EXERCISE DESCRIPTION: Every line with "jeans" in it must be copied from the data.
##### PROVIDED DATA
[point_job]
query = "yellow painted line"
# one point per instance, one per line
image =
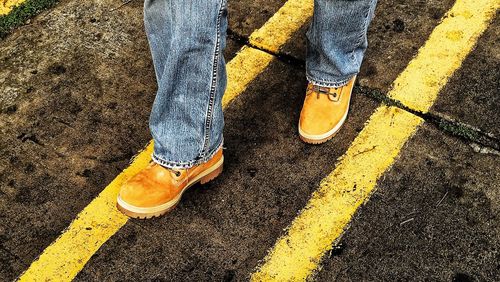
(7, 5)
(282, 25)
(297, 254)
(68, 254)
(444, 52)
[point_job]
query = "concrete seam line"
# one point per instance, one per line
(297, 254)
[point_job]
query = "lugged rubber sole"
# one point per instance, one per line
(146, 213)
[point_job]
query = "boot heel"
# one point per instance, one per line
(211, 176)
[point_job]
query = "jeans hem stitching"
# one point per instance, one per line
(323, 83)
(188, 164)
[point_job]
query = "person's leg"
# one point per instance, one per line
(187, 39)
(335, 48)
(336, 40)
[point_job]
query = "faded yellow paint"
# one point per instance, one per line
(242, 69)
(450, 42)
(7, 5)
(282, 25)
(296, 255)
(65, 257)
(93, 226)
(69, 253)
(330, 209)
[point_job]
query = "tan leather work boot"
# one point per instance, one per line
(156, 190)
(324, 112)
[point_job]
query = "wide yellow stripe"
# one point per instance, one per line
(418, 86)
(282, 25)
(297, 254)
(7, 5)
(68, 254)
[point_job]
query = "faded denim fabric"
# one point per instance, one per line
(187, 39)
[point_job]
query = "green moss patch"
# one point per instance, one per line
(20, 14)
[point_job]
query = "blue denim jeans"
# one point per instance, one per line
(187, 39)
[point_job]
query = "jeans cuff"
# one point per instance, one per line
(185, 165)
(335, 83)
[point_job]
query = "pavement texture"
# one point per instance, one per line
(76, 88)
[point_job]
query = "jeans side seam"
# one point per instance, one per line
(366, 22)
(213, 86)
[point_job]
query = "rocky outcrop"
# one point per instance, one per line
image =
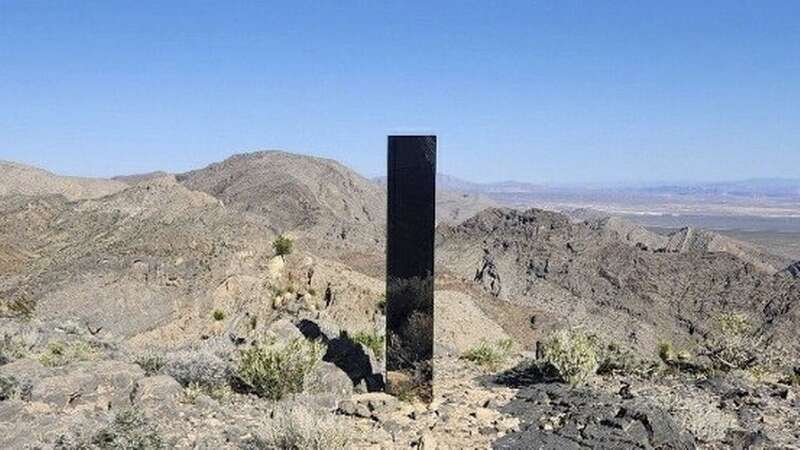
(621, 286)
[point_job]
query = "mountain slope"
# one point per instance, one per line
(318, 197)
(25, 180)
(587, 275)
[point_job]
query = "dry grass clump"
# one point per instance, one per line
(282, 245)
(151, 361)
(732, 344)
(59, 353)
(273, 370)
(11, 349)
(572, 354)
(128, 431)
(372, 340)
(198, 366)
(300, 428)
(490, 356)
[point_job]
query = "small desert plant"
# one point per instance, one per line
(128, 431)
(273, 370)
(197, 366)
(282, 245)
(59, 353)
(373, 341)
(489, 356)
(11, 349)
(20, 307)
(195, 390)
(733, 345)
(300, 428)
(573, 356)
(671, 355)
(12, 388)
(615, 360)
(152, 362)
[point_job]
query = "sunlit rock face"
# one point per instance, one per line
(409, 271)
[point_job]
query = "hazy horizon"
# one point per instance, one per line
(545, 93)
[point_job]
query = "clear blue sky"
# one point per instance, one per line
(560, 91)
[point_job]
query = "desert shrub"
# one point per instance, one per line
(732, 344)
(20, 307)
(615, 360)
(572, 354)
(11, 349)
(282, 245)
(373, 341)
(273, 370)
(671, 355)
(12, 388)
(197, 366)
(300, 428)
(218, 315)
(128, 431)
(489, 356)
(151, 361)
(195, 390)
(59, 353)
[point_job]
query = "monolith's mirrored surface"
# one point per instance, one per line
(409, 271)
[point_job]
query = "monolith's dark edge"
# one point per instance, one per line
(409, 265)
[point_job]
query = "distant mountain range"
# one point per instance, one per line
##########
WRITTEN RESPONSE:
query = "jeans hem stitching"
query = "blue denim jeans"
query = "jeans cuff"
query = "jeans side seam"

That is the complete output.